## EXERCICES
1) Selon l'entretien avec Laura Nolan, pourquoi le projet Maven devait-il automatiser l'analyse des vidéos de surveillance des drones ? Répondez en une à trois phrases.
2) Prolongez l'entretien avec Laura Nolan sur le projet Maven à partir de sa dernière phrase.

## TEXTE SOURCE
□ □ □ □ □
Interview
Laura Nolan : « La technologie militaire
est souvent adoptée ultérieurement à des
fins civiles »
Mohsen Abdelmoumen

Laura
Nolan. DR.
Jeudi 2 janvier 2020
English version here
Mohsen
Abdelmoumen : Vous être une
brillante ingénieure en informatique et
avez été recrutée chez Google où vous
avez travaillé sur le projet Maven. Que
pouvez-vous nous dire sur ce projet
Maven qui lie Google au Pentagone ?
Laura Nolan :
Je n’ai pas travaillé directement
sur Maven lui-même ; on m’a demandé
d’aider à apporter certaines
modifications à la plate-forme de Google
pour permettre à Maven d’être exécuté
sur elle.
Le projet Maven
fait partie d’une initiative du
département de la Défense des États-Unis
appelée Algorithmic Warfare Cross-Functional
Team (AWCFT) [Équipe interfonctionnelle
de guerre algorithmique], qui a été
créée pour essayer de profiter de
l’expertise technologique du secteur
privé pour l’armée américaine. Maven a
été le premier projet de l’AWCFT. Google
et plusieurs autres sociétés étaient
impliquées.
L’armée américaine
analysait les vidéos de surveillance de
ses drones principalement manuellement,
et d’après ce que j’ai compris, la
quantité de vidéos qu’elle pouvait
analyser était limitée parce qu’elle ne
pouvait engager suffisamment de
personnes. Maven visait à automatiser
une grande partie de l’analyse – elle
était censée identifier les personnes et
les véhicules dans les enregistrements
vidéo. D’après ce que j’ai compris, il
est également censé être capable de
maintenir une sorte de chronologie des
activités dans une région et une sorte
de graphique social des interactions
(les gens vont de bâtiment en bâtiment).
J’ai aussi entendu des gens dire que
l’objectif était de pouvoir trouver
certains modèles d’activité.
□ □ □ □ □
## EXTRAIT DES DONNÉES
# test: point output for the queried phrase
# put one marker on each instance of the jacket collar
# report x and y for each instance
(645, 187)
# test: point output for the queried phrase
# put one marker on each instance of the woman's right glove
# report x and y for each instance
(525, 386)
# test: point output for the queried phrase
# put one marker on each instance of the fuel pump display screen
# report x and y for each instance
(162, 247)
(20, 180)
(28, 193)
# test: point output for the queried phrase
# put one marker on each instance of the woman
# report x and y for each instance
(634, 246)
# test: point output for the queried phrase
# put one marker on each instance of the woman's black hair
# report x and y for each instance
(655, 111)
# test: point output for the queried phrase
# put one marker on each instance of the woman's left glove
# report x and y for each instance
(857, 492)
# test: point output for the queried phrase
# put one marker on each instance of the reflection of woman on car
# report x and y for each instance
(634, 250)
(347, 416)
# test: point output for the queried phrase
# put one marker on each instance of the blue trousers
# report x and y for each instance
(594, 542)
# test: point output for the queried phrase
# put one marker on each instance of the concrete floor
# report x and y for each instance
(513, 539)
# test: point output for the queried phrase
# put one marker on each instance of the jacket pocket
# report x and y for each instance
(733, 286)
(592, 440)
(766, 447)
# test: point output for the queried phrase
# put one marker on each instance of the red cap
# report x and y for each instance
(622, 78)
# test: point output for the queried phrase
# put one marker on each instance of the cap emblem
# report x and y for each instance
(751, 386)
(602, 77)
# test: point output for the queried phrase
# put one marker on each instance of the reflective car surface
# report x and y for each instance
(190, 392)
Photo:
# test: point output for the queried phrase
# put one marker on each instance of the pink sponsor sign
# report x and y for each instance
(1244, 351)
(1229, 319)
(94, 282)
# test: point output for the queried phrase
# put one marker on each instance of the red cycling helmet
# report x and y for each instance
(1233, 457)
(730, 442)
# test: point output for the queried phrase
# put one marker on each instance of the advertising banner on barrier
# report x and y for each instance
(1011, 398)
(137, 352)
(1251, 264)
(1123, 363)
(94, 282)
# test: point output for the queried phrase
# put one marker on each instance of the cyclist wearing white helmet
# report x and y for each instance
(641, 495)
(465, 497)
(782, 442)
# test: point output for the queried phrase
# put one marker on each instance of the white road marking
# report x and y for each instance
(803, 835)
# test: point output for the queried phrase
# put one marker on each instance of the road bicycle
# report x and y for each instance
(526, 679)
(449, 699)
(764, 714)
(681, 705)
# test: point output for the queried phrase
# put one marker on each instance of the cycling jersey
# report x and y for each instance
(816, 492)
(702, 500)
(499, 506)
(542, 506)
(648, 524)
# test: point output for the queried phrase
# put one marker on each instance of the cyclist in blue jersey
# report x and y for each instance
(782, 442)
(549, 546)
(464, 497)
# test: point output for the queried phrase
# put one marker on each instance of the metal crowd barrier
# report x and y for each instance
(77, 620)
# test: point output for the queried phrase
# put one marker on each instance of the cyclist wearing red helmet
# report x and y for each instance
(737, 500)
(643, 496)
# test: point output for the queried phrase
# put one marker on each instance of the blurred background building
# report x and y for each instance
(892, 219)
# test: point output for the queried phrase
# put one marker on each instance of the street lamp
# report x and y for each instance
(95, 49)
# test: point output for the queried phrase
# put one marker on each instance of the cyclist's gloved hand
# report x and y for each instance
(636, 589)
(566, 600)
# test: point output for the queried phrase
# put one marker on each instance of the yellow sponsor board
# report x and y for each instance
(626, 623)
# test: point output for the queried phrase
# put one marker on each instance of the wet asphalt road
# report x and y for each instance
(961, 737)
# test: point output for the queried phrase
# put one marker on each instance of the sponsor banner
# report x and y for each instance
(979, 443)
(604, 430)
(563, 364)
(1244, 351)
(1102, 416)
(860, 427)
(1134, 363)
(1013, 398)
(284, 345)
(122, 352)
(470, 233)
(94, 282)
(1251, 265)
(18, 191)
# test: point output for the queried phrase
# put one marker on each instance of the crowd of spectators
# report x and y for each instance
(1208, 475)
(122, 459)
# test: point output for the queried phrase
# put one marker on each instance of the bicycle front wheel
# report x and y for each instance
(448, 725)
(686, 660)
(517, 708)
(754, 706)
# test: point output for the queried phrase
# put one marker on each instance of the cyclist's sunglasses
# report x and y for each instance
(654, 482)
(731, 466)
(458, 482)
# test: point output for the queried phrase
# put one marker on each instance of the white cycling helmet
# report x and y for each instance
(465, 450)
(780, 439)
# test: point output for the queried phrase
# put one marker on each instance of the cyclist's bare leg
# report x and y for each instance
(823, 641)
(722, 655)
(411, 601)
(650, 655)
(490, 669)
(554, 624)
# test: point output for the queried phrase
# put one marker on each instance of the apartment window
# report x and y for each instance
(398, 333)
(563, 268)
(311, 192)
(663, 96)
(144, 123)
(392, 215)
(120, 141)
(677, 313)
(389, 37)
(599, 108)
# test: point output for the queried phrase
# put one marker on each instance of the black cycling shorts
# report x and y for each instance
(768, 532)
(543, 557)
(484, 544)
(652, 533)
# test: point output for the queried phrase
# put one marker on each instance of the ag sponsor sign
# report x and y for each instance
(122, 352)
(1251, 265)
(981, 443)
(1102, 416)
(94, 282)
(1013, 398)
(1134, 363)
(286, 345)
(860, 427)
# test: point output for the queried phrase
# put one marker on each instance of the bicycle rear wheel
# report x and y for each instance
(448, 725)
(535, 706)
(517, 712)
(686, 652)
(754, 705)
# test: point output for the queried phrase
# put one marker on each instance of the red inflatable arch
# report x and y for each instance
□ □ □ □ □
## RÉPONSES ATTENDUES
1) D'après ce qu'en a compris Laura Nolan, l'armée américaine analysait ces vidéos surtout manuellement. La quantité qu'elle pouvait traiter était limitée, car elle ne pouvait pas engager suffisamment de personnes. Maven visait donc à automatiser une grande partie de cette analyse.

2)
Ce projet n’est pas
un projet d’armement autonome, mais
c’est certainement quelque chose qui
pourrait devenir une grande partie du
système de contrôle d’une arme autonome.
Cependant, à lui
seul, Maven est répréhensible pour moi.
Premièrement, il s’agit d’un système qui
permet une surveillance de masse dans
une zone, pas seulement une surveillance
ciblée d’individus déjà soupçonnés.
Comme dans tous les systèmes de
surveillance de masse, il y a ici de
réels problèmes éthiques. Premièrement,
il porte atteinte à la vie privée des
personnes sous surveillance, dont la
plupart sont des civils innocents.
Deuxièmement, c’est une forme de
contrôle – ce qui est hostile en soi.
Les États-Unis
effectuent ce type de surveillance
intensive avec des drones dans de
nombreuses zones qui ne sont même pas
officiellement déclarées zones de
guerre, et ils le font pendant des
périodes incroyablement longues. Cela
crée un climat de peur qui nuit à la
santé mentale de ceux qui vivent sous
surveillance. Les gens craignent
d’envoyer leurs enfants à l’école,
d’assister à des événements comme des
mariages ou des réunions publiques.
C’est préjudiciable au tissu social de
leurs sociétés quand c’est fait depuis
de nombreuses années, comme au Pakistan.
Maven permettrait
d’augmenter le niveau de surveillance
des drones – parce que l’armée
américaine aurait une capacité accrue
pour traiter la vidéo capturée. Maven
pourrait également, avec une volonté
politique, conduire à une augmentation
du niveau des « signature strikes »,
(ndlr : des frappes contre des
personnes dont les activités seraient
liées au terrorisme mais dont l’identité
n’est pas connue) c’est-à-dire que les
gens sont pris pour cible sur la base de
modèles de comportement. Avec le genre
d’informations que Maven est conçu pour
extraire, il devient très facile
d’écrire des règles comme « trouvez-moi
des groupes d’hommes d’âge militaire
au-dessus d’une certaine taille » ou
« trouvez-moi des convois de véhicules
allant vers ce point ».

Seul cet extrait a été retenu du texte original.